» RECORDS SHOWN
....................

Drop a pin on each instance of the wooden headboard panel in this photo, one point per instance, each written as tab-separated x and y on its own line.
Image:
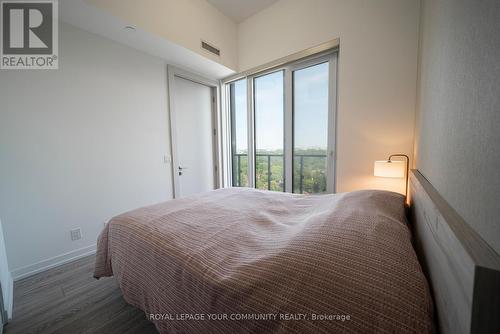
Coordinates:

....................

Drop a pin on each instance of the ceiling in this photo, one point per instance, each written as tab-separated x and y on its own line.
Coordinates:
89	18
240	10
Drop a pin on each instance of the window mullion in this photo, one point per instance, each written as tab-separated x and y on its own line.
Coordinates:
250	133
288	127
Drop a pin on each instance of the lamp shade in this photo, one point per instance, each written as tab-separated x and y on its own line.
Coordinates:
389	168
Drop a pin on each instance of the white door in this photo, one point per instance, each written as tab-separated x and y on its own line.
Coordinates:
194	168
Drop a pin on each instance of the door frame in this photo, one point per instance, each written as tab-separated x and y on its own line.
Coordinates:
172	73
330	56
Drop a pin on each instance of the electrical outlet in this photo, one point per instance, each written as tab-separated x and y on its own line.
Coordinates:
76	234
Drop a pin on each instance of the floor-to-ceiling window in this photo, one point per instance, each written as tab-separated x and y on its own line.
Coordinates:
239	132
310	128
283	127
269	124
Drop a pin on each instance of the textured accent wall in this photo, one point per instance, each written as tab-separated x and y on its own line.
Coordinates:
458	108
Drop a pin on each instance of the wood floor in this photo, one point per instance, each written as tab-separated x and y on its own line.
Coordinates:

....................

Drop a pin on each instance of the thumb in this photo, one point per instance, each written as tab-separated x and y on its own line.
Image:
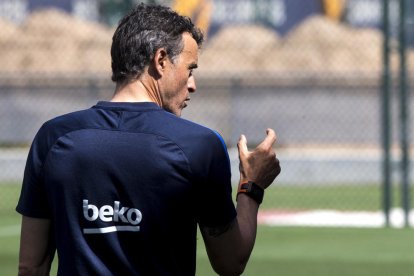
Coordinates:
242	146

....................

Copy all lines from the material above that hold the word "floor".

Drop a pin on each instance of the floor-to-ceiling window in this photo, one point per instance, each written as tab-separated x and y on its own line.
Drop a pin on each instance of the wood floor in this photo, one point per instance, each written as tab-separated x and y on its own line.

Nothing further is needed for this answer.